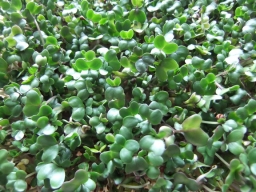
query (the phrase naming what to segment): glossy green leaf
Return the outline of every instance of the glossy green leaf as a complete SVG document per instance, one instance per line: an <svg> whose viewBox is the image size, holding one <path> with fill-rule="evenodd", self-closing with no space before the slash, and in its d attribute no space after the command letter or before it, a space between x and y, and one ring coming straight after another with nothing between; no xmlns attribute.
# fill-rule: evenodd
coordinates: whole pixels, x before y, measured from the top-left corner
<svg viewBox="0 0 256 192"><path fill-rule="evenodd" d="M123 148L120 151L120 159L123 161L123 163L130 163L132 161L132 157L133 153L130 150Z"/></svg>
<svg viewBox="0 0 256 192"><path fill-rule="evenodd" d="M89 63L90 69L93 70L98 70L101 68L102 66L102 61L98 58L93 59L90 63Z"/></svg>
<svg viewBox="0 0 256 192"><path fill-rule="evenodd" d="M53 189L61 187L65 180L65 170L63 168L56 166L53 163L41 163L36 167L36 170L38 172L37 179L50 179L50 185Z"/></svg>
<svg viewBox="0 0 256 192"><path fill-rule="evenodd" d="M159 168L156 168L156 167L152 167L150 166L147 170L147 176L150 178L150 179L157 179L160 175L160 170Z"/></svg>
<svg viewBox="0 0 256 192"><path fill-rule="evenodd" d="M45 41L45 45L55 45L58 46L58 41L53 36L48 36Z"/></svg>
<svg viewBox="0 0 256 192"><path fill-rule="evenodd" d="M130 11L128 18L130 21L138 21L140 23L144 23L147 19L144 11L135 9Z"/></svg>
<svg viewBox="0 0 256 192"><path fill-rule="evenodd" d="M36 15L40 13L42 6L39 6L37 3L31 1L26 5L26 8L30 11L31 14Z"/></svg>
<svg viewBox="0 0 256 192"><path fill-rule="evenodd" d="M117 158L119 154L113 151L105 151L100 154L100 160L104 163L108 163L110 160Z"/></svg>
<svg viewBox="0 0 256 192"><path fill-rule="evenodd" d="M83 169L76 171L75 176L70 181L66 181L61 186L63 192L75 191L80 185L88 181L88 172Z"/></svg>
<svg viewBox="0 0 256 192"><path fill-rule="evenodd" d="M123 119L123 125L128 128L136 127L136 125L140 122L139 119L133 116L127 116Z"/></svg>
<svg viewBox="0 0 256 192"><path fill-rule="evenodd" d="M80 121L84 118L85 115L85 108L83 107L78 107L78 108L73 108L72 110L72 119L75 121Z"/></svg>
<svg viewBox="0 0 256 192"><path fill-rule="evenodd" d="M19 179L14 182L14 189L16 191L25 191L27 187L27 182L24 180Z"/></svg>
<svg viewBox="0 0 256 192"><path fill-rule="evenodd" d="M18 25L14 25L12 27L12 35L16 36L16 35L20 35L20 34L23 34L22 29Z"/></svg>
<svg viewBox="0 0 256 192"><path fill-rule="evenodd" d="M164 46L165 46L164 36L162 36L162 35L156 36L155 39L154 39L154 45L158 49L163 49Z"/></svg>
<svg viewBox="0 0 256 192"><path fill-rule="evenodd" d="M158 166L162 165L164 162L164 160L161 156L158 156L153 152L148 153L148 159L149 159L150 165L152 165L154 167L158 167Z"/></svg>
<svg viewBox="0 0 256 192"><path fill-rule="evenodd" d="M243 130L241 129L235 129L233 130L227 137L227 141L229 143L231 142L237 142L237 141L241 141L244 137L244 133Z"/></svg>
<svg viewBox="0 0 256 192"><path fill-rule="evenodd" d="M83 58L77 59L75 65L80 70L88 70L89 69L88 63Z"/></svg>
<svg viewBox="0 0 256 192"><path fill-rule="evenodd" d="M140 145L139 145L139 143L136 140L127 140L125 142L124 147L127 150L131 151L132 153L136 153L139 150Z"/></svg>
<svg viewBox="0 0 256 192"><path fill-rule="evenodd" d="M171 59L171 58L166 58L164 59L162 62L161 62L161 66L166 70L166 71L169 71L169 70L176 70L179 65L178 63L174 60L174 59Z"/></svg>
<svg viewBox="0 0 256 192"><path fill-rule="evenodd" d="M162 121L162 118L163 118L163 114L159 109L157 109L152 111L151 114L149 115L149 122L152 125L158 125Z"/></svg>
<svg viewBox="0 0 256 192"><path fill-rule="evenodd" d="M120 36L121 36L122 39L128 39L129 40L133 37L133 35L134 35L134 32L133 32L132 29L129 29L128 31L122 30L120 32Z"/></svg>
<svg viewBox="0 0 256 192"><path fill-rule="evenodd" d="M40 105L41 103L41 98L39 96L39 94L34 91L34 90L30 90L27 92L26 94L27 96L27 103L26 104L29 104L29 105Z"/></svg>
<svg viewBox="0 0 256 192"><path fill-rule="evenodd" d="M41 135L37 137L36 143L42 148L47 148L56 145L57 140L51 135Z"/></svg>
<svg viewBox="0 0 256 192"><path fill-rule="evenodd" d="M72 108L78 108L78 107L83 107L83 102L79 97L73 96L68 99L68 104Z"/></svg>
<svg viewBox="0 0 256 192"><path fill-rule="evenodd" d="M240 153L244 152L244 148L241 144L237 142L231 142L228 144L228 149L234 155L239 155Z"/></svg>
<svg viewBox="0 0 256 192"><path fill-rule="evenodd" d="M132 5L134 7L140 8L142 7L144 1L143 0L132 0Z"/></svg>
<svg viewBox="0 0 256 192"><path fill-rule="evenodd" d="M200 115L195 114L188 117L183 123L184 136L186 140L193 145L203 146L206 145L209 136L201 128L202 118Z"/></svg>
<svg viewBox="0 0 256 192"><path fill-rule="evenodd" d="M50 163L58 155L58 152L59 152L58 145L53 145L53 146L45 149L43 152L43 155L42 155L43 162Z"/></svg>
<svg viewBox="0 0 256 192"><path fill-rule="evenodd" d="M128 163L125 167L125 172L127 174L132 173L134 171L144 171L148 167L147 162L142 157L133 157L132 162Z"/></svg>
<svg viewBox="0 0 256 192"><path fill-rule="evenodd" d="M163 47L163 51L166 54L174 53L178 49L178 45L176 43L168 43Z"/></svg>

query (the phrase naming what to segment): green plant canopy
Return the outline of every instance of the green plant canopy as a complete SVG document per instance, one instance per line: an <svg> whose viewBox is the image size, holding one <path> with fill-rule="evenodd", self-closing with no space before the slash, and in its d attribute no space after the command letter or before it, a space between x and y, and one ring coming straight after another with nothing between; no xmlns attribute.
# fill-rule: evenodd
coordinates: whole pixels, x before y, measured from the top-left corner
<svg viewBox="0 0 256 192"><path fill-rule="evenodd" d="M255 0L0 0L0 192L256 191Z"/></svg>

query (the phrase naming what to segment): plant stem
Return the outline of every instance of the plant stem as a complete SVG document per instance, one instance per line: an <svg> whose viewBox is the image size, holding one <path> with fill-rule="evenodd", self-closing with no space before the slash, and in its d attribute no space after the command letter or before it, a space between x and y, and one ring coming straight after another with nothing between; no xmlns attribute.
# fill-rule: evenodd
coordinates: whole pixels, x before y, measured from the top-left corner
<svg viewBox="0 0 256 192"><path fill-rule="evenodd" d="M27 179L27 178L29 178L29 177L35 175L35 174L36 174L36 172L29 173L29 174L25 177L25 179Z"/></svg>
<svg viewBox="0 0 256 192"><path fill-rule="evenodd" d="M39 27L39 25L38 25L38 23L37 23L37 21L36 21L36 18L35 18L33 15L32 15L32 17L34 18L34 22L35 22L35 24L36 24L36 28L37 28L37 30L38 30L38 32L39 32L40 39L41 39L42 44L43 44L43 46L44 46L44 38L43 38L43 35L42 35L42 32L41 32L41 29L40 29L40 27Z"/></svg>
<svg viewBox="0 0 256 192"><path fill-rule="evenodd" d="M202 123L211 124L211 125L219 125L219 122L217 122L217 121L202 121Z"/></svg>
<svg viewBox="0 0 256 192"><path fill-rule="evenodd" d="M50 99L48 99L47 101L46 101L46 104L48 104L48 103L50 103L53 99L55 99L57 96L55 95L55 96L52 96Z"/></svg>
<svg viewBox="0 0 256 192"><path fill-rule="evenodd" d="M127 185L127 184L120 184L119 186L122 186L124 188L129 188L129 189L141 189L147 185L149 185L150 182L147 182L145 184L142 184L142 185Z"/></svg>
<svg viewBox="0 0 256 192"><path fill-rule="evenodd" d="M227 163L227 161L225 161L218 153L215 153L215 155L219 158L219 160L222 161L222 163L224 163L229 168L229 164Z"/></svg>
<svg viewBox="0 0 256 192"><path fill-rule="evenodd" d="M208 191L208 192L217 192L217 191L211 190L210 188L208 188L208 187L205 186L205 185L202 185L202 187L203 187L206 191Z"/></svg>

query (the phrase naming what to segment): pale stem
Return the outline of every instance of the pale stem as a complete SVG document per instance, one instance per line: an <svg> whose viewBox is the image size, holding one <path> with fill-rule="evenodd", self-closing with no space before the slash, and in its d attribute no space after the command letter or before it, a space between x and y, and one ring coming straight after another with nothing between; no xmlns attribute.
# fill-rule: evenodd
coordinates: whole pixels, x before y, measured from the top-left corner
<svg viewBox="0 0 256 192"><path fill-rule="evenodd" d="M211 124L211 125L219 125L219 122L217 122L217 121L202 121L202 123Z"/></svg>
<svg viewBox="0 0 256 192"><path fill-rule="evenodd" d="M229 168L229 164L218 153L215 153L215 155Z"/></svg>
<svg viewBox="0 0 256 192"><path fill-rule="evenodd" d="M150 182L147 182L145 184L142 184L142 185L127 185L127 184L120 184L119 186L122 186L124 188L129 188L129 189L141 189L147 185L149 185Z"/></svg>
<svg viewBox="0 0 256 192"><path fill-rule="evenodd" d="M44 38L43 38L43 35L42 35L42 32L41 32L41 29L40 29L40 27L39 27L39 25L38 25L38 23L37 23L37 21L36 21L36 18L35 18L33 15L32 15L32 17L34 18L34 22L35 22L35 24L36 24L36 28L37 28L37 30L38 30L38 32L39 32L41 41L42 41L43 46L44 46Z"/></svg>

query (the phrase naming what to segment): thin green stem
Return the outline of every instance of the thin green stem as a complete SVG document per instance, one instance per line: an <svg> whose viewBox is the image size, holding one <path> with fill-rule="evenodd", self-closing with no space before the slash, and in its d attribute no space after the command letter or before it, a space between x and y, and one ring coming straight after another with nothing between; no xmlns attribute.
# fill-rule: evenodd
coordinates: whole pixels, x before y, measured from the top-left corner
<svg viewBox="0 0 256 192"><path fill-rule="evenodd" d="M48 104L48 103L50 103L53 99L55 99L57 96L55 95L55 96L52 96L50 99L48 99L47 101L46 101L46 104Z"/></svg>
<svg viewBox="0 0 256 192"><path fill-rule="evenodd" d="M36 172L29 173L29 174L25 177L25 179L27 179L27 178L29 178L29 177L35 175L35 174L36 174Z"/></svg>
<svg viewBox="0 0 256 192"><path fill-rule="evenodd" d="M129 189L141 189L143 187L146 187L147 185L149 185L150 182L147 182L145 184L142 185L127 185L127 184L120 184L119 186L122 186L124 188L129 188Z"/></svg>
<svg viewBox="0 0 256 192"><path fill-rule="evenodd" d="M36 18L35 18L33 15L32 15L32 17L34 18L34 22L35 22L35 24L36 24L36 28L37 28L37 30L38 30L38 32L39 32L40 39L41 39L42 44L43 44L43 46L44 46L44 38L43 38L43 35L42 35L42 32L41 32L41 29L40 29L40 27L39 27L39 25L38 25L38 23L37 23L37 21L36 21Z"/></svg>
<svg viewBox="0 0 256 192"><path fill-rule="evenodd" d="M202 121L202 123L211 124L211 125L219 125L219 124L220 124L220 123L217 122L217 121Z"/></svg>
<svg viewBox="0 0 256 192"><path fill-rule="evenodd" d="M218 153L215 153L215 155L219 158L219 160L222 161L222 163L224 163L229 168L229 164L227 163L227 161L225 161Z"/></svg>

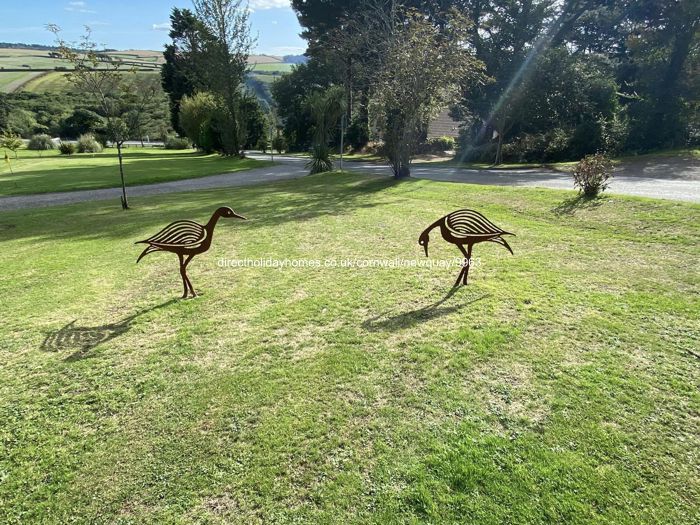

━━━━━━━━━━━━━━━━

Task to complete =
Please copy out each line of the listing above that contains the string "plant".

Task answer =
query (the phrase naming what to segment): green plant canopy
Return the outline of every instance of the green plant canopy as a complete SVG document per instance, one instance per line: an <svg> whose viewBox is the image size, holding one <path> with fill-rule="evenodd", self-closing with no space before the slash, and in its d attribute no space after the command letter or before it, a space between x and y, and one ring coming straight after another with nothing between; no xmlns attribute.
query (the phrase naming what to segment): plant stem
Return the outline of every instance of the plant stem as a complete SVG document per instance, one instance per line: an <svg> whose viewBox is the image size, holding one <path> with fill-rule="evenodd", self-closing with no space before the slash, and in its d attribute no space after the command letter or before it, a space between x and y, and one ring coming straight after another with nothing between; no xmlns attribute.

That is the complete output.